Problem requirements: Arrange the material from its very first line through the line containing "Within each instance, areas" as a JSON list of strings, one string per line, leaving out any blank lines.

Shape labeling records

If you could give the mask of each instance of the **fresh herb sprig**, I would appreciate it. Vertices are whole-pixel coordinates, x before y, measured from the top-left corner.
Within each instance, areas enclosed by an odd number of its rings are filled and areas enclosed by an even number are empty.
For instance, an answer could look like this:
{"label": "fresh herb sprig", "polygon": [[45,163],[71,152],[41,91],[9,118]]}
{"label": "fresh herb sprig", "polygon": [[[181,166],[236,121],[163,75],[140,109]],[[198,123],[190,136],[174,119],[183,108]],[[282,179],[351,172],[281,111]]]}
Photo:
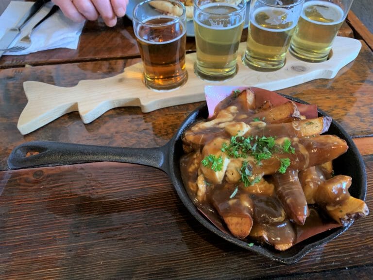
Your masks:
{"label": "fresh herb sprig", "polygon": [[[223,143],[220,150],[229,157],[237,158],[246,158],[252,156],[256,160],[256,164],[260,165],[261,161],[268,159],[272,157],[274,153],[286,153],[294,154],[295,149],[291,146],[291,141],[286,139],[282,145],[276,144],[276,138],[272,136],[232,136],[230,143]],[[278,172],[284,174],[290,166],[289,158],[280,158],[280,166]],[[204,166],[210,167],[214,171],[220,171],[222,169],[223,161],[221,155],[219,157],[213,155],[206,157],[202,161]],[[258,181],[256,178],[252,178],[252,173],[247,161],[243,161],[239,172],[241,181],[245,187],[251,186]],[[260,180],[260,177],[259,177]]]}
{"label": "fresh herb sprig", "polygon": [[214,155],[209,155],[201,161],[203,166],[211,168],[215,172],[223,169],[223,158],[221,155],[217,157]]}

Result below:
[
  "If you could give the mask of each instance of the **fresh herb sprig**, I would appreciate it. Vertices are whole-pixel coordinates, x before y, measured from the top-left corner.",
  "Within each instance, areas enclosed by an odd number of its rings are filled and areas enclosed by an even number are empty."
]